§ **Text segment**:
----------------
In [2]:
#author: James Chan © 2018
import requests
import numpy as np
import pandas as pd
import matplotlib.pyplot as plt
import seaborn as sb
import st_utils as ut
import datetime as dt
import string

import nltk
from nltk import word_tokenize
from nltk.corpus import stopwords
from nltk.stem import WordNetLemmatizer, PorterStemmer

from dateutil import parser
from datetime import timedelta, date
%matplotlib inline

In [3]:
# Initialize date range
start_date = '2018-01-01'
end_date = '2018-8-31'

In [63]:
# Grab news.  Only need to do this once
keywords = ['tesla'] #these three stocks move largely base on news
news_source = 'wsj.com, bloomberg.com, cnbc.com'
df = ut.get_news(keywords, start_date, end_date, news_source)
df.to_csv('news_dataset.csv')

{'status': 'ok', 'totalResults': 1798, 'articles': []}
total number of articles  1798
downloading page:  1
downloading page:  2
downloading page:  3
downloading page:  4
downloading page:  5
downloading page:  6
downloading page:  7
downloading page:  8
downloading page:  9
downloading page:  10
downloading page:  11
downloading page:  12
downloading page:  13
downloading page:  14
downloading page:  15
downloading page:  16
downloading page:  17
downloading page:  18
download complete


In [92]:
# Get Tesla's prices
dates = pd.date_range(start_date, end_date)
file = 'TSLA.csv'
df_stock = ut.get_data(file, dates)

In [106]:
# Calculate return 
df_stock['Return'] = df_stock['Adj Close'].pct_change()
----------------
§ **Given entries**:

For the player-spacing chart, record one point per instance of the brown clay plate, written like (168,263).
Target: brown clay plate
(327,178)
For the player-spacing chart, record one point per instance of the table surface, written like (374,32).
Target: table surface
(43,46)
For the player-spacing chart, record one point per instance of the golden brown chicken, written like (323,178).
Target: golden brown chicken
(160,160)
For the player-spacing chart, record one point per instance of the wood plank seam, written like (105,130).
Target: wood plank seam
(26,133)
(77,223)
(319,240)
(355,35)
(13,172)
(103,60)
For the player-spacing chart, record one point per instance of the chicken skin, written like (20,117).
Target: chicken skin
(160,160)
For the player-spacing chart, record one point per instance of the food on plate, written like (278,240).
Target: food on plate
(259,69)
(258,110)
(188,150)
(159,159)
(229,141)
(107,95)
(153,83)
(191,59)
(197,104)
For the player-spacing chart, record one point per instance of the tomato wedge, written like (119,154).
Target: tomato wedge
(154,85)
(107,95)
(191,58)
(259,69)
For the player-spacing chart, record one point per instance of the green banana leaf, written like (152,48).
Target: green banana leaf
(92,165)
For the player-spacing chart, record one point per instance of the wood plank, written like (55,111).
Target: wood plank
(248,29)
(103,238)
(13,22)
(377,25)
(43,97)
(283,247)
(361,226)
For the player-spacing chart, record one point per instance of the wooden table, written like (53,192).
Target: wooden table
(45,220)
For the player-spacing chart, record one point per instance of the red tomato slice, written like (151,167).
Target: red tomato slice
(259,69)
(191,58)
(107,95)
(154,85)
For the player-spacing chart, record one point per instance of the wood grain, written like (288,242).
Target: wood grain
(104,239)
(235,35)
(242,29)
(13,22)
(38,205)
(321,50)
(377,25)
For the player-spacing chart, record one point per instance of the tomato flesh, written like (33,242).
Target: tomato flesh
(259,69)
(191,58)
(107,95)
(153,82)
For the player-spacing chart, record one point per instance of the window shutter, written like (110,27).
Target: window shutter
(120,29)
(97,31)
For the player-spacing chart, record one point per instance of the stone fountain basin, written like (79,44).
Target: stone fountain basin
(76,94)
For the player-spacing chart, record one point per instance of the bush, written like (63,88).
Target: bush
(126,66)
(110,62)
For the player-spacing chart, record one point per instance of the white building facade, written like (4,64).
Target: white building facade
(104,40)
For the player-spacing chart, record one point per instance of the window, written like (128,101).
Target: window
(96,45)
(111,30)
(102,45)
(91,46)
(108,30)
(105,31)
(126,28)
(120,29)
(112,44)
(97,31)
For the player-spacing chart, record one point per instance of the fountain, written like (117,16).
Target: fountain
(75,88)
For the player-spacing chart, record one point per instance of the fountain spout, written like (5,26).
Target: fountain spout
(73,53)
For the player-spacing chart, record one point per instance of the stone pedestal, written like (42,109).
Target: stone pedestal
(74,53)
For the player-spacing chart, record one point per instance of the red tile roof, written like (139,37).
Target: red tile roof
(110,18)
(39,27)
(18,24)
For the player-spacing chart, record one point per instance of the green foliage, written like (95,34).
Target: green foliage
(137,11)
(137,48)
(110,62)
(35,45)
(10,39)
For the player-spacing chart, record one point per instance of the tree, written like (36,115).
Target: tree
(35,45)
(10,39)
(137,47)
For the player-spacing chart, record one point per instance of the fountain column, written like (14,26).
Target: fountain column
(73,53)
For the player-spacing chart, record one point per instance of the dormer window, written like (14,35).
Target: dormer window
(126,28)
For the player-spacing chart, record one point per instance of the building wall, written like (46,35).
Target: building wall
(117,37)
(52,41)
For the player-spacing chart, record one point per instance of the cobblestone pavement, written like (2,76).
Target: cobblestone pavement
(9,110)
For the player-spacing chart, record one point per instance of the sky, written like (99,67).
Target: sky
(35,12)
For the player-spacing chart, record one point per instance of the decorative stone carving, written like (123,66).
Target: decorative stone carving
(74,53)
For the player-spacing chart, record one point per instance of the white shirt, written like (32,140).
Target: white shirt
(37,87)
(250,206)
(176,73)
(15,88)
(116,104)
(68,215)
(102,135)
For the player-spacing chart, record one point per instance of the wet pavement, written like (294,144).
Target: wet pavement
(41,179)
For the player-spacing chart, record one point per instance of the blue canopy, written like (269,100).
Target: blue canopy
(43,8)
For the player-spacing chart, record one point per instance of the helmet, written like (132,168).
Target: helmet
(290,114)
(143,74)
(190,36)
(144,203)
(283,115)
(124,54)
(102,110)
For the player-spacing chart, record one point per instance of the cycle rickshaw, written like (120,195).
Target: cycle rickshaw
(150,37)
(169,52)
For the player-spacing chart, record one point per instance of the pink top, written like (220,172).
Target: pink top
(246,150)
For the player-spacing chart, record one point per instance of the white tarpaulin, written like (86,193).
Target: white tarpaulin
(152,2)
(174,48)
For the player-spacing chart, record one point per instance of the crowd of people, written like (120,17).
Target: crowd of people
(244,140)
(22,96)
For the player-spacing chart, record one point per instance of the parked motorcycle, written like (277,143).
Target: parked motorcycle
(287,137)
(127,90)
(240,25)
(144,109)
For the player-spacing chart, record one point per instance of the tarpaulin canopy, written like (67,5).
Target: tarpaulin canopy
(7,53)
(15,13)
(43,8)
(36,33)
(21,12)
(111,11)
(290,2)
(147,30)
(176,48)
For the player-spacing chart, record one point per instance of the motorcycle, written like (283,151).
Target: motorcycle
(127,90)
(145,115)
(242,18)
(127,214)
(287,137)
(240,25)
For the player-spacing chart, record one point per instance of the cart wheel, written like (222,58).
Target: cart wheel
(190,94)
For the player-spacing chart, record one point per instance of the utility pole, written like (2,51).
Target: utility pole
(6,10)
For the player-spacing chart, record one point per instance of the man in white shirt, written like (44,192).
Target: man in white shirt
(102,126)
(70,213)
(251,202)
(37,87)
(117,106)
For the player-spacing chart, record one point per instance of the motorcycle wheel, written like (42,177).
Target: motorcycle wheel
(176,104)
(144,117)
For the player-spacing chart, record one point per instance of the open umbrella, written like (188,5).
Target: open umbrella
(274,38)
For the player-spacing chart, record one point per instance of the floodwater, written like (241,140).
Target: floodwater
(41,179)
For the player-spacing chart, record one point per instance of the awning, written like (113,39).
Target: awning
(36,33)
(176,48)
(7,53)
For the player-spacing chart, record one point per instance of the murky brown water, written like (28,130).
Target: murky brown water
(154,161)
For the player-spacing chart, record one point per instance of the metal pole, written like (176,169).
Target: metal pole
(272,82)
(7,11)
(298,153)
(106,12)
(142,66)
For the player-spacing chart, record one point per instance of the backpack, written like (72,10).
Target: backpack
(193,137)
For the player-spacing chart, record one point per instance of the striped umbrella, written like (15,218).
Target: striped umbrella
----------------
§ **Problems and tasks**:
1. In the notebook code, which modules are imported under a short alias with "as"? Give each module with its alias.
2. Please extract the lines of the listing from the line containing "written like (176,169)." up to and including the last line of the listing, reproducing them exactly.

§ **Responses per task**:
1.
numpy as np
pandas as pd
matplotlib.pyplot as plt
seaborn as sb
st_utils as ut
datetime as dt

2.
For the player-spacing chart, record one point per instance of the metal pole, written like (176,169).
Target: metal pole
(272,82)
(7,11)
(298,153)
(106,12)
(142,66)
For the player-spacing chart, record one point per instance of the backpack, written like (72,10).
Target: backpack
(193,137)
For the player-spacing chart, record one point per instance of the striped umbrella, written like (15,218).
Target: striped umbrella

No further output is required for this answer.